(Entries from a point annotation set)
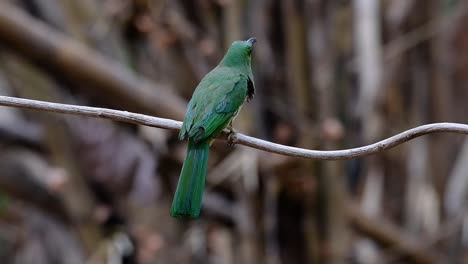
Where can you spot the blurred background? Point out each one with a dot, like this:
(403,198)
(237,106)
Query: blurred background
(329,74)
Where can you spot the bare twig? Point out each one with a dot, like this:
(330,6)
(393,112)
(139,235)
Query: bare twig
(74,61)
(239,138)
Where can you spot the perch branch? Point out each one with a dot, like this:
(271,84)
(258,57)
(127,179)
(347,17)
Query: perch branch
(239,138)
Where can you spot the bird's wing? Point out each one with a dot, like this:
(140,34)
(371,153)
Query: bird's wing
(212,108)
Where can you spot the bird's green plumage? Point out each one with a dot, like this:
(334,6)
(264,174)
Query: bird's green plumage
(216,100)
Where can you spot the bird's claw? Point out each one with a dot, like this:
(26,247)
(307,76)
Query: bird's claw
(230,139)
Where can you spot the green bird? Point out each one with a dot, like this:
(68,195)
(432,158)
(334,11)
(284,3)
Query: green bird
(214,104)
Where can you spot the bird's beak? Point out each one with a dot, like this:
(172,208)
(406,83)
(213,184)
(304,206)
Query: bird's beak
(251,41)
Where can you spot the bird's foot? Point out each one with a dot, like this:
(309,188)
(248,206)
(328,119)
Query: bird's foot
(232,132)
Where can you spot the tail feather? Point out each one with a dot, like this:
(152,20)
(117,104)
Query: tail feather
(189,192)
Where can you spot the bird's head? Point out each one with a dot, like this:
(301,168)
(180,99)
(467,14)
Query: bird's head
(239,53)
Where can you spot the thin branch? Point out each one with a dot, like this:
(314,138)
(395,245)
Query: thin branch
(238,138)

...

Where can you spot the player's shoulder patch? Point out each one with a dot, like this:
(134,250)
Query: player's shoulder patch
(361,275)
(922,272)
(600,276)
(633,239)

Set task: State how many lines in the material contain the string "beak". Reply with the number only.

Solution to the exercise: 2